▶ PROVIDED RECORDS
<<<<

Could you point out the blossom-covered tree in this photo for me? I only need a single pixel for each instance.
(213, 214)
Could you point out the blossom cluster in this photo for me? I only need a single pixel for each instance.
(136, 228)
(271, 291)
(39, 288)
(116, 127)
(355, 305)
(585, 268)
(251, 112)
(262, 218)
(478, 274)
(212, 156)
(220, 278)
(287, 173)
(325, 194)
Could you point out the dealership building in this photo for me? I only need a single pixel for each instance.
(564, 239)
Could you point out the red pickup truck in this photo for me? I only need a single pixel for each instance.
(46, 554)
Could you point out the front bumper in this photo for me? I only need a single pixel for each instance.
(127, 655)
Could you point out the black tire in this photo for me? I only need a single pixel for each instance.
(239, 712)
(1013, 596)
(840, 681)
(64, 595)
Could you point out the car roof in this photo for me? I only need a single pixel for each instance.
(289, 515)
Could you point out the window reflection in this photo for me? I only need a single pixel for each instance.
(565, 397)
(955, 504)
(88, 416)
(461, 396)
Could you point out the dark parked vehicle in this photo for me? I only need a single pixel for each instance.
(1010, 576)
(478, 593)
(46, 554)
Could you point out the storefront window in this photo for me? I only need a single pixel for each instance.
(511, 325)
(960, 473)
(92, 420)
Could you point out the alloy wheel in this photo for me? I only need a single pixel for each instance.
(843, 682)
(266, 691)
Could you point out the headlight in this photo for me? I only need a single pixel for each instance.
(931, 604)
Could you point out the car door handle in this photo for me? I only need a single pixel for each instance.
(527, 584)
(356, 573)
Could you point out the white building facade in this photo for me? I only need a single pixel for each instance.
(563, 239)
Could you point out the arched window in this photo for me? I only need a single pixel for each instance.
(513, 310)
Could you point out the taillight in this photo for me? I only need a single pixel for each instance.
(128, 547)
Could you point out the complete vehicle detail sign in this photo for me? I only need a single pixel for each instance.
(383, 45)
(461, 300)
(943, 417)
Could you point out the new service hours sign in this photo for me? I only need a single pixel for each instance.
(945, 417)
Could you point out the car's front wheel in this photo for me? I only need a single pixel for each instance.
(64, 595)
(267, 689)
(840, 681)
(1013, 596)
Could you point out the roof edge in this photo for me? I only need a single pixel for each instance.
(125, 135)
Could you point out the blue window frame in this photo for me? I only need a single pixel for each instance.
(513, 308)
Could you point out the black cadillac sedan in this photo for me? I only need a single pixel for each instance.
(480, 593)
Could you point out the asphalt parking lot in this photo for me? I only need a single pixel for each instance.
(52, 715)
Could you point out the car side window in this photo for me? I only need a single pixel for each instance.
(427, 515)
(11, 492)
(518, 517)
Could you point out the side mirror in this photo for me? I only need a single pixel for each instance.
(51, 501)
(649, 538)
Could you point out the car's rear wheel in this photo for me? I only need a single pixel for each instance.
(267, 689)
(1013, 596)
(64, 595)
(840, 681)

>>>>

▶ PROMPT
Word for word, write out every record in the listing.

▶ PROBLEM SOLUTION
Could you point out the blossom-covered tree in this photo for me? I only need a single pixel for each instance.
(213, 214)
Could you point out the blossom cluster in this photo for me? I only need a single pixel for each instance.
(136, 228)
(271, 291)
(39, 288)
(116, 127)
(355, 305)
(585, 268)
(251, 112)
(262, 218)
(478, 274)
(212, 156)
(220, 278)
(287, 173)
(325, 194)
Could you point out the dealership building in this photo for me? I only need a single pixel for each instance.
(564, 239)
Could you point out the red pickup truck in this photo for me? I only need a single pixel for each instance.
(46, 554)
Could you point out the front bumper in this photo for me? I only need a single pixel for each instance.
(127, 655)
Could you point out the black tire in this photo for me? I only need a single pixel for each instance.
(239, 712)
(1013, 596)
(840, 681)
(64, 595)
Could you point out the car roof in this photo for me? I only need a single pixel for each instance.
(289, 515)
Could you point out the window reflection in this photo for me? I only need a single pixel for each instance.
(565, 397)
(955, 504)
(88, 416)
(461, 396)
Could you point out the dark parked vehicle in this photo for me? I only need a single pixel for each instance.
(1010, 576)
(478, 593)
(46, 554)
Could you point out the storefront window in this photo for me? I only need a single pixel for each instance.
(511, 325)
(960, 473)
(92, 420)
Could you point out the alloy wheel in this photo for me? I only need a single pixel for each instance.
(843, 682)
(266, 691)
Could you point out the headlight in this photo for me? I only need a single pixel for each instance.
(931, 604)
Could you point out the car door handle in this photo for me? I only need a single pixel for each instance.
(527, 584)
(356, 573)
Could you point out the white building facade in this photo for me? I only need a single pixel for each instance.
(563, 239)
Could you point out the arched window in this photo for me? I only need a single pixel for each instance.
(513, 310)
Could you point out the taillight in this photo for me? I only need a single pixel for each instance.
(128, 547)
Could you point out the complete vehicle detail sign in this photo for me? I only need a single pixel for each instance.
(383, 45)
(461, 300)
(943, 417)
Could you point out the new service hours sign in this photo for me? I only need a single pixel for each instance.
(945, 417)
Could you point out the car's front wheel in this photo for me? I only need a single pixel for each instance.
(64, 595)
(267, 689)
(840, 681)
(1013, 596)
Could you point out the roof edge in this photo for me? I only need a single pixel for each instance.
(125, 135)
Could you point out the blue window frame in this photo for me? I only need a single pixel for each instance.
(513, 308)
Could you point out the black cadillac sedan in this photo for me? I only need a single pixel for each instance.
(480, 593)
Could you point out the asphalt parking lot in this photo for me? I only need a single pixel for each instance.
(52, 715)
Could you point out the car side window in this photo for me? I only need a single pixel for each instance.
(427, 515)
(11, 492)
(518, 517)
Could you point out the side mirror in this photo for me? I only need a single pixel for each instance.
(51, 501)
(649, 538)
Could you point out the car's rear wheel in this photo for me? I only need a single pixel for each instance.
(267, 689)
(1013, 596)
(64, 595)
(840, 681)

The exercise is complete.